Nothing but the lines from the one containing "Each instance of the long" through the end of the data below may appear in the response, each one exact.

Data provided Start Marker

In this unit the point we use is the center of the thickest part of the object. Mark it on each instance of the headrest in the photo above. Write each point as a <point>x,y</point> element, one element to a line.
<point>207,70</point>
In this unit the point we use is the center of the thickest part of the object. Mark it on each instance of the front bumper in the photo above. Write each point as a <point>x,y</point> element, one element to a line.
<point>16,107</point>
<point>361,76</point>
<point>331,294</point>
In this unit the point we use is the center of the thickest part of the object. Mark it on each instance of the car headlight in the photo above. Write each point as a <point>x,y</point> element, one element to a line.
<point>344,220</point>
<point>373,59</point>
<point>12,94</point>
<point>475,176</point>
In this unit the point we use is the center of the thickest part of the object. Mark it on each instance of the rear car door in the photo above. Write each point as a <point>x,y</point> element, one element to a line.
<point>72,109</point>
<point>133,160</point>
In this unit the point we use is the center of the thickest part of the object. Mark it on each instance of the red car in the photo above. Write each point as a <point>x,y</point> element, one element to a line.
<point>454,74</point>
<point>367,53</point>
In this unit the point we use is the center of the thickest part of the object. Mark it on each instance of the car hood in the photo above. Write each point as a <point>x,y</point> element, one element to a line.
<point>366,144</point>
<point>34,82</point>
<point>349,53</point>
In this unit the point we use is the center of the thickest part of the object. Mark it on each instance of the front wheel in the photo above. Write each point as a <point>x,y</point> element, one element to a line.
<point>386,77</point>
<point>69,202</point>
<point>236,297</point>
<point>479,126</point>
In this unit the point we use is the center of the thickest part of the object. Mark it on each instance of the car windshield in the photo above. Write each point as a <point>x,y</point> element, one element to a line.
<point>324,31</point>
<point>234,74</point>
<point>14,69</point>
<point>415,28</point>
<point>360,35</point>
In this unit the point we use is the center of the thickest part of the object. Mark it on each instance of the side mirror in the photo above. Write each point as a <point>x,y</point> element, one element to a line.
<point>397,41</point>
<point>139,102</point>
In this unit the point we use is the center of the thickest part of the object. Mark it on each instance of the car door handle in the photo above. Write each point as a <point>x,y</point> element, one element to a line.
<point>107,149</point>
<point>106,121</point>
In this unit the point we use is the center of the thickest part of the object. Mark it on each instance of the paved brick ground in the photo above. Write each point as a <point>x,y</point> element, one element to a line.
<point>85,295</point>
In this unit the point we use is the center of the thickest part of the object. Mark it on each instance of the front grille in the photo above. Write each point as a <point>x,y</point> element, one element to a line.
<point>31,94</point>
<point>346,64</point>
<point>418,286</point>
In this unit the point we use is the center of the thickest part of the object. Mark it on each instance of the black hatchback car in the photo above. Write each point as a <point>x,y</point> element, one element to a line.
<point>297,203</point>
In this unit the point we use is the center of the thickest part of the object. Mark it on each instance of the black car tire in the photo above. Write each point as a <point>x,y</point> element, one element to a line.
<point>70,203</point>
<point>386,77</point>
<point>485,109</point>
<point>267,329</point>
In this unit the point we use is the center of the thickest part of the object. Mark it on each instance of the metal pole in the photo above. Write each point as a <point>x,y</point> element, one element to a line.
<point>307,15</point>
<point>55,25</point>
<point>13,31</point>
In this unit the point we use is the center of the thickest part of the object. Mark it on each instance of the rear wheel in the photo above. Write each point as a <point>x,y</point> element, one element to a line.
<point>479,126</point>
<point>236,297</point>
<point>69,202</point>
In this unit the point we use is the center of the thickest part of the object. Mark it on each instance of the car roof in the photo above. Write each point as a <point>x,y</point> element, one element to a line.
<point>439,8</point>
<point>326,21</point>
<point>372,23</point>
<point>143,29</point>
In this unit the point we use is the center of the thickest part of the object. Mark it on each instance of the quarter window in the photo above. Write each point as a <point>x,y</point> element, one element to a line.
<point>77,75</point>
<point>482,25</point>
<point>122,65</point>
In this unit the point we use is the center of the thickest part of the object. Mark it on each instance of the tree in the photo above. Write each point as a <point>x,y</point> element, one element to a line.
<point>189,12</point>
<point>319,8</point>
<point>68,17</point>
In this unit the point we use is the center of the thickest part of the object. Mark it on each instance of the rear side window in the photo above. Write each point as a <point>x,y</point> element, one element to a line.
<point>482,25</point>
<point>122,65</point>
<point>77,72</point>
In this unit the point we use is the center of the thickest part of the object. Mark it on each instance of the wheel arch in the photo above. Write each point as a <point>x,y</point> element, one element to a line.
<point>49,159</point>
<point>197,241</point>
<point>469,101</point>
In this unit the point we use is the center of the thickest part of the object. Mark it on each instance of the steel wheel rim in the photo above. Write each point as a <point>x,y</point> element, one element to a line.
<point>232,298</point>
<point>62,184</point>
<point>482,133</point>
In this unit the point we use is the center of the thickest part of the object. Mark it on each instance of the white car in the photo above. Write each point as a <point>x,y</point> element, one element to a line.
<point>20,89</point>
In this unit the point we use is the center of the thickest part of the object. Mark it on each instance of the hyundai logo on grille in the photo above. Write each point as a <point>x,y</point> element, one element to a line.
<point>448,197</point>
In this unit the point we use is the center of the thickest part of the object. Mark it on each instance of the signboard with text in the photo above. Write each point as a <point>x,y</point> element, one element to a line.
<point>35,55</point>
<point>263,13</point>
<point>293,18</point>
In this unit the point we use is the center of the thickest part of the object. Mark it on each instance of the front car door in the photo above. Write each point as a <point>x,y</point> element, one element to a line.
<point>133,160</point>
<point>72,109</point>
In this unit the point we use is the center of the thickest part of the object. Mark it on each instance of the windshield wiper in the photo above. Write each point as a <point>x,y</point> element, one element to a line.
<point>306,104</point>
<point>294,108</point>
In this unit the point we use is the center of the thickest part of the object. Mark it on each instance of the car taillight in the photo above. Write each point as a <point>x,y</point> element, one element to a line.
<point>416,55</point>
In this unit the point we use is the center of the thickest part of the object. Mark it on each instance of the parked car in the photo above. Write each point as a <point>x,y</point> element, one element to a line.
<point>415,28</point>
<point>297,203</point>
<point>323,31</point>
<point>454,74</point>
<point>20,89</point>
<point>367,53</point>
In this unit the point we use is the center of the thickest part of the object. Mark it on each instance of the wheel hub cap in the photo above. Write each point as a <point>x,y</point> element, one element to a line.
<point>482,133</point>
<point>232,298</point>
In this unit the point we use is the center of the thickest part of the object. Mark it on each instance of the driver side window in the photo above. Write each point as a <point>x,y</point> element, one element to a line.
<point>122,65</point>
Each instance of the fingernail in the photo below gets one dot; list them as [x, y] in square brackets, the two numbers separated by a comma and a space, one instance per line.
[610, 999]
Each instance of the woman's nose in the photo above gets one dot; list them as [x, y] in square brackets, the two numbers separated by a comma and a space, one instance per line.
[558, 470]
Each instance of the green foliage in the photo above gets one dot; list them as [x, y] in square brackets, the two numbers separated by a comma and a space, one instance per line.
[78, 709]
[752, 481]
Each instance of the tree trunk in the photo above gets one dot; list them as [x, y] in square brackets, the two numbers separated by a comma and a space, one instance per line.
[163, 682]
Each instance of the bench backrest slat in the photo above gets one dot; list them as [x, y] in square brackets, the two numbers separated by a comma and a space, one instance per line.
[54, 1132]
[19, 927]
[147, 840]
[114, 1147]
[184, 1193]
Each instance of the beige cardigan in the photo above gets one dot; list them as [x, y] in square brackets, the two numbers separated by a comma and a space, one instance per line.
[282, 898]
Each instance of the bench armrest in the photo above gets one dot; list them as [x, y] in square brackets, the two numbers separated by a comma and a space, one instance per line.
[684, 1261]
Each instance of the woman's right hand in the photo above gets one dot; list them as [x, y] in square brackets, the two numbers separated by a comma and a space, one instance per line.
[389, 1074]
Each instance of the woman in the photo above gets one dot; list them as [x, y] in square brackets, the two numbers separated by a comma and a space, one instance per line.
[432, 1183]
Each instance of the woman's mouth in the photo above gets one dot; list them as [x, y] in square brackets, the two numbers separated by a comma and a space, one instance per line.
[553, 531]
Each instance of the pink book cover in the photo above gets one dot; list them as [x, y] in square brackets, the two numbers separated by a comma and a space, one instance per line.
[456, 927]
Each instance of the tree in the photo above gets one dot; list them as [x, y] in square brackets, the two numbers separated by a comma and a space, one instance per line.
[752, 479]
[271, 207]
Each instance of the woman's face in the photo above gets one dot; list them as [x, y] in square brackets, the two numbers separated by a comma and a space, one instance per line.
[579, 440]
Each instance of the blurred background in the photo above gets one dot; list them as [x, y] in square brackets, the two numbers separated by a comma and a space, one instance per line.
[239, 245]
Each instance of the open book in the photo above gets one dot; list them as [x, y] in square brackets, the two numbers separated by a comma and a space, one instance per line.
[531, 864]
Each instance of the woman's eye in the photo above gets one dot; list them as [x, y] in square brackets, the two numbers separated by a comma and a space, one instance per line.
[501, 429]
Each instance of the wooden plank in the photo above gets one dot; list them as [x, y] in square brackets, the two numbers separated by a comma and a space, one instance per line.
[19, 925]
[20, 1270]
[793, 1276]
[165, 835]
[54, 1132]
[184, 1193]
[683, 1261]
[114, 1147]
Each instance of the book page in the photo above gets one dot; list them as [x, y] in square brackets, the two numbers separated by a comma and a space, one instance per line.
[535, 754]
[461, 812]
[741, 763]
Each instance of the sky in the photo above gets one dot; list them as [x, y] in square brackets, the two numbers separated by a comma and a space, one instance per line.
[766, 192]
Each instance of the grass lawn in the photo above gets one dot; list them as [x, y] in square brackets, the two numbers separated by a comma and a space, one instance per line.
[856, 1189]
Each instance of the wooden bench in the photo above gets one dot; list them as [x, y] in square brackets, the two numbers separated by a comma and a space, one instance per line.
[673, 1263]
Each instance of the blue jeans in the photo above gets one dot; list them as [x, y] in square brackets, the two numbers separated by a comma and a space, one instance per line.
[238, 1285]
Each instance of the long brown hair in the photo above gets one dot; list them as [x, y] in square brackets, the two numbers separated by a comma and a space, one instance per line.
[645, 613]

Data provided End Marker

▶ **Expected output**
Each instance of the long brown hair in the photo above gets one dot; list them as [x, y] in square brackets, the two numbers separated by a comma and a space, one instance per line.
[645, 613]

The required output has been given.